#### Page text:
[Begin]

How to Deal With Coyotes in Your Hockey League

I know, I know. I can hear you. I can hear you say, “What does this guy know about the NHL?” I can hear you say, “This guy only follows the Senators.” I can even hear you say, “I’m not sure this guy’s even ever watched the Senators, unless they were in the 2004 Stanley Cup Playoffs, which he watched a lot of due to being sick with strep at the beginning of the first round,” and frankly, I’m a little scared by your knowledge of my viewing habits. Hear me out, though.

News broke today that the Arizona Coyotes, famously the most pointless team in professional sports (the Jaguars at least serve a purpose) and infamously unable to pay the bills at their own arena, are in negotiations to play on Arizona State’s home rink for a few years while they “work on a new one in Tempe” (please read that with a lot of winking). The rink at Arizona State, a school whose men’s ice hockey team played its first Division I season in 2015-16, only seats 5,000 spectators, less than a third the capacity of the current smallest arena in the NHL. To all of which I say:

Yes. This is perfect.

[End]

(Excerpts from a location annotation dataset)
[Begin]

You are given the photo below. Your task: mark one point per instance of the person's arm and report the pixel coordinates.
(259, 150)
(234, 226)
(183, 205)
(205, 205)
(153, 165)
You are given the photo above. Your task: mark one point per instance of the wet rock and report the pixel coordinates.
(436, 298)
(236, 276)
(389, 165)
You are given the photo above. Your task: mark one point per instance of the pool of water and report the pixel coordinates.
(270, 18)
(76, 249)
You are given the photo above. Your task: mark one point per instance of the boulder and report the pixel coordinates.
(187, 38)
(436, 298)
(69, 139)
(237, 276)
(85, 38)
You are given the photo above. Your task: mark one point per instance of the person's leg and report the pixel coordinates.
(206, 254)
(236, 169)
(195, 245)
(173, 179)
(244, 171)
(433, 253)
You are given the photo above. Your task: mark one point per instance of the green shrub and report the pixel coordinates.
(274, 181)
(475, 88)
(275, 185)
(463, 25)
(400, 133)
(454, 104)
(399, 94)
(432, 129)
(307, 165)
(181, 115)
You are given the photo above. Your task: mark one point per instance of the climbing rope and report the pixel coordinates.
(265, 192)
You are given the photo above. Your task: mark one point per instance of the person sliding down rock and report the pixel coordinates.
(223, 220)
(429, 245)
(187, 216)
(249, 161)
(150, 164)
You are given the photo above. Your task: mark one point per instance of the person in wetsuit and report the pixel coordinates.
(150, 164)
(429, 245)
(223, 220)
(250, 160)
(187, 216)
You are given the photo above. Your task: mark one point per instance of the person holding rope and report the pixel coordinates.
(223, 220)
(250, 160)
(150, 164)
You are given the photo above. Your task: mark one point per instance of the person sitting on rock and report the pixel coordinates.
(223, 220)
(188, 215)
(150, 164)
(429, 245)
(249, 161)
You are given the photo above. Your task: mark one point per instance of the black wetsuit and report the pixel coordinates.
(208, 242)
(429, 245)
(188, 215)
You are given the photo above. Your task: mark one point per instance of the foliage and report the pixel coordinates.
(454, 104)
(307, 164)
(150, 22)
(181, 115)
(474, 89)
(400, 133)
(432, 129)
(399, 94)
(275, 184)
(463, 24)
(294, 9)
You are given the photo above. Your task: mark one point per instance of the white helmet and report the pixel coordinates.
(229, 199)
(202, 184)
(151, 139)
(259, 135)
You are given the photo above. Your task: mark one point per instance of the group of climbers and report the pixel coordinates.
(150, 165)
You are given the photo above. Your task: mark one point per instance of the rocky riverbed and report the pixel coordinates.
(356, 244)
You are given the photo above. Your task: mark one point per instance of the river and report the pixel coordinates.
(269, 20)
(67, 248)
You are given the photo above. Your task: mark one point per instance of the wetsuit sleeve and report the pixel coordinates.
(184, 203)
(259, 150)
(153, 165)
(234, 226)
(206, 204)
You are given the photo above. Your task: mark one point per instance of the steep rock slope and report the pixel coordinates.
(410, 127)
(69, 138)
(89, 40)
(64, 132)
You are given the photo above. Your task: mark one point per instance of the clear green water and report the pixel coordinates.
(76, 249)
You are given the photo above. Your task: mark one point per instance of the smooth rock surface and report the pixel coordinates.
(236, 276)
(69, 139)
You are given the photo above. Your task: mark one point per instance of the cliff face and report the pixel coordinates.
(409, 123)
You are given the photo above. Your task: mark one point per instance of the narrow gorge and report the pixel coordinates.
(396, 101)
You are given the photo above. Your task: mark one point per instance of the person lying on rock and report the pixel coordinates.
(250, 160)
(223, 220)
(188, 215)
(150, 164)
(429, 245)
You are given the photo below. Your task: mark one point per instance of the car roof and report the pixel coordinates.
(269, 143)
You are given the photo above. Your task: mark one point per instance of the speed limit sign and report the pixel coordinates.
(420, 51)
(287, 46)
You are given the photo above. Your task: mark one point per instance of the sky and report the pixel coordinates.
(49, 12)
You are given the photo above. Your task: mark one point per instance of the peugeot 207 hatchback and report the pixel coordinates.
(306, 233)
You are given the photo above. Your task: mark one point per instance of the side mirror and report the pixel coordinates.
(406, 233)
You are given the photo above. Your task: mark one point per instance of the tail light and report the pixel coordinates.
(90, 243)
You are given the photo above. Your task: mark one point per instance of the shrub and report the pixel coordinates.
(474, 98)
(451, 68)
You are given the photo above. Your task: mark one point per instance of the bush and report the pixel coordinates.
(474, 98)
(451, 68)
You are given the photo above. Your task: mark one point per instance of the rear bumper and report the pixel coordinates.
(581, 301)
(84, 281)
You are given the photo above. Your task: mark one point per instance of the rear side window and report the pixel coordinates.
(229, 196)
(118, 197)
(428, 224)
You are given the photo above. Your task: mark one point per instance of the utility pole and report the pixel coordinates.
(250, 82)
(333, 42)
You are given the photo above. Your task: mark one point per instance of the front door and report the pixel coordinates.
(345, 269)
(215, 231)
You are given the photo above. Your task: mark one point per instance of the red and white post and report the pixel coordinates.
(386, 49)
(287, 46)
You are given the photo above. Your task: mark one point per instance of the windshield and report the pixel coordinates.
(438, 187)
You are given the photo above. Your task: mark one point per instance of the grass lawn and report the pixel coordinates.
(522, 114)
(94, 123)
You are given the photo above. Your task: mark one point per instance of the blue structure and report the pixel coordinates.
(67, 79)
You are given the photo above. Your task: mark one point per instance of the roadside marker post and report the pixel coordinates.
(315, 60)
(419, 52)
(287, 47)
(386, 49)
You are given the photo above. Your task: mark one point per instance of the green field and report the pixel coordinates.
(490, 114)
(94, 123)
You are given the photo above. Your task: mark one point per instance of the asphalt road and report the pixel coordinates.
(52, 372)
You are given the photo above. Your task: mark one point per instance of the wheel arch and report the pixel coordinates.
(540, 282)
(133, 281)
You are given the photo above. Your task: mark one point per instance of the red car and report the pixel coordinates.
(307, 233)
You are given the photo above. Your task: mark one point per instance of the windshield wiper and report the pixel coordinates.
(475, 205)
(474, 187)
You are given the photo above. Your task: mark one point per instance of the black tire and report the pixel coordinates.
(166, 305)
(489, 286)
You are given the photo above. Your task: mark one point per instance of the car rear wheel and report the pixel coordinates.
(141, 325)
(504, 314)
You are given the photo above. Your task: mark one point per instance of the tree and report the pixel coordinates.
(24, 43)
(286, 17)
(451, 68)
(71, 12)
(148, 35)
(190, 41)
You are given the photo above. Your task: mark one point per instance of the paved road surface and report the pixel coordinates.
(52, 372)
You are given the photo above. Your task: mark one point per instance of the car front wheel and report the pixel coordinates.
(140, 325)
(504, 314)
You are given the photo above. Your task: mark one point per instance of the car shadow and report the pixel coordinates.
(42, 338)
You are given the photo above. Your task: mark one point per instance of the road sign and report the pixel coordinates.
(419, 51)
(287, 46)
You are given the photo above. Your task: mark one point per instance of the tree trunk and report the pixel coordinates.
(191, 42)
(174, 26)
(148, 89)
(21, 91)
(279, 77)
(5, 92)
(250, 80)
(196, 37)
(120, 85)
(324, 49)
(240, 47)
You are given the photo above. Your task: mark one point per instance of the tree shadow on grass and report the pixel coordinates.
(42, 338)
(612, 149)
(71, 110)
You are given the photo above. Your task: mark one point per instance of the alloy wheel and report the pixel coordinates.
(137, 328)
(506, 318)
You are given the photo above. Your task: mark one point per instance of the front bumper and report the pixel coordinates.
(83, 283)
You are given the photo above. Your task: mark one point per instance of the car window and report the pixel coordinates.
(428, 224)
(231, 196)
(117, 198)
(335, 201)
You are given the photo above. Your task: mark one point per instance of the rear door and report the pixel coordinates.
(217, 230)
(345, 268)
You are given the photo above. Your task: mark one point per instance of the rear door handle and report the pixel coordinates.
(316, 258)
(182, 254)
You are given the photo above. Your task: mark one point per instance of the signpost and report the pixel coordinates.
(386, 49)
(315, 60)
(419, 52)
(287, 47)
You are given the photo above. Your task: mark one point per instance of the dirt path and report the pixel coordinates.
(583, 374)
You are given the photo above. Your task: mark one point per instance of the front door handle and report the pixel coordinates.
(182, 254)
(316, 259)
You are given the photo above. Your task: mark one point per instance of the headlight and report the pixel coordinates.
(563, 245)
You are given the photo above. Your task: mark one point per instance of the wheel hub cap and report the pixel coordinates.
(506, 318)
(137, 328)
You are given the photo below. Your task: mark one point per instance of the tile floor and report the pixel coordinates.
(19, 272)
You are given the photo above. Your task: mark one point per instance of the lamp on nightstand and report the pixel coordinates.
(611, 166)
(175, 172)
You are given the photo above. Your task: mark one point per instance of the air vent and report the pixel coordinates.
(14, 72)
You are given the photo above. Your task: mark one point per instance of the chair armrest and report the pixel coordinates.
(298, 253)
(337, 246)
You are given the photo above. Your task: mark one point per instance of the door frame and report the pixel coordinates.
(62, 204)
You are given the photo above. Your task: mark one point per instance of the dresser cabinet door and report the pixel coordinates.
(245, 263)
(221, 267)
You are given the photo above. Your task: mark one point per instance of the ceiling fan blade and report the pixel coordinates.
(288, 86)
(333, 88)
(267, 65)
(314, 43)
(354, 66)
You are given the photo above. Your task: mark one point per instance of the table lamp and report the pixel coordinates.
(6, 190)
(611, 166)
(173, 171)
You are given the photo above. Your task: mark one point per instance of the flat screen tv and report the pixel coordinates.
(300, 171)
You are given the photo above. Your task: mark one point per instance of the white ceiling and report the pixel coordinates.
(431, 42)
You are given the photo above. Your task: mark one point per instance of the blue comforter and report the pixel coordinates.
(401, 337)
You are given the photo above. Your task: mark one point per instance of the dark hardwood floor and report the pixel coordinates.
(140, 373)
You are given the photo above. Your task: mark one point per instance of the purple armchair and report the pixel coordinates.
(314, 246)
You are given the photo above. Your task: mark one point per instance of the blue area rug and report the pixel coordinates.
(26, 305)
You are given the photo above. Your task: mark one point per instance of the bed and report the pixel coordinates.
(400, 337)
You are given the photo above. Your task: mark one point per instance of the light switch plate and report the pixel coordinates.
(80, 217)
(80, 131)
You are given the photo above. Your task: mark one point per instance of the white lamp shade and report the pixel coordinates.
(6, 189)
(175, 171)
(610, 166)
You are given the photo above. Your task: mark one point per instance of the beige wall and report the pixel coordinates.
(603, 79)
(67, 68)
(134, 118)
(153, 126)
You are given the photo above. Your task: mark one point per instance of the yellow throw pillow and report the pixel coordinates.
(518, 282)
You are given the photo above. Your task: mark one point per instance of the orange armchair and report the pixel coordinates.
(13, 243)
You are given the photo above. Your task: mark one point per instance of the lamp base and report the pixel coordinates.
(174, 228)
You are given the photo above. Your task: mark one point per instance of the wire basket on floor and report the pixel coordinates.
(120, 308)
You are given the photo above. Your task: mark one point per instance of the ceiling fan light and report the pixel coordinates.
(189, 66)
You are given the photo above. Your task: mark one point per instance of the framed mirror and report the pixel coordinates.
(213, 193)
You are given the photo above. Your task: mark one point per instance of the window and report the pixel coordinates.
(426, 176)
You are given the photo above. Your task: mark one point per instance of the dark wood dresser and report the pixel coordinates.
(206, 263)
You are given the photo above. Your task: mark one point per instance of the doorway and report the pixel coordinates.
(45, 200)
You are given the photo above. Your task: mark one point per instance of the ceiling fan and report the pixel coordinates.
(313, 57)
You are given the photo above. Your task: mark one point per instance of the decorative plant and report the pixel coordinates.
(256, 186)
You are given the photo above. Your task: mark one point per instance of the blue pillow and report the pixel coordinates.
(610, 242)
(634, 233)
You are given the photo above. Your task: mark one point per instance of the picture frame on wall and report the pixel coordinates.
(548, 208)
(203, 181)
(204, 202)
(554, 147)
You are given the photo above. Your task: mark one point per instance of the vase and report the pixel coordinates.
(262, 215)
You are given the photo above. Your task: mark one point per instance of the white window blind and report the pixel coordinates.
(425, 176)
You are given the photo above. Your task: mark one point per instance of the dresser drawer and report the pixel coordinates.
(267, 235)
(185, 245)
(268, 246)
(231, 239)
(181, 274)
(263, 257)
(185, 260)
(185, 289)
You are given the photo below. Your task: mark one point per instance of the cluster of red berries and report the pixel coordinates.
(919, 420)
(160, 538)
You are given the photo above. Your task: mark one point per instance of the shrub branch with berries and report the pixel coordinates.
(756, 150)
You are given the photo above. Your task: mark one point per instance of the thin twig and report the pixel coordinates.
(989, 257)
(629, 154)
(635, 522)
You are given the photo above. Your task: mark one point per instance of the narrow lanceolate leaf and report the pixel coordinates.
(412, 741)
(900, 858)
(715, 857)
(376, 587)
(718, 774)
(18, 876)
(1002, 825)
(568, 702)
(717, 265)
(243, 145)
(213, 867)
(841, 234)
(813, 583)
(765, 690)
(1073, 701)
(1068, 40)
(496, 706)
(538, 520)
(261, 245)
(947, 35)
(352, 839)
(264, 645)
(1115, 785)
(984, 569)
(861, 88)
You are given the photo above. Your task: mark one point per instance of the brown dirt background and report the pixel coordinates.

[End]

#### What the task requires:
How many spectators does the rink at Arizona State seat, according to the Coyotes article above?

#### Result below:
It seats only 5,000 spectators.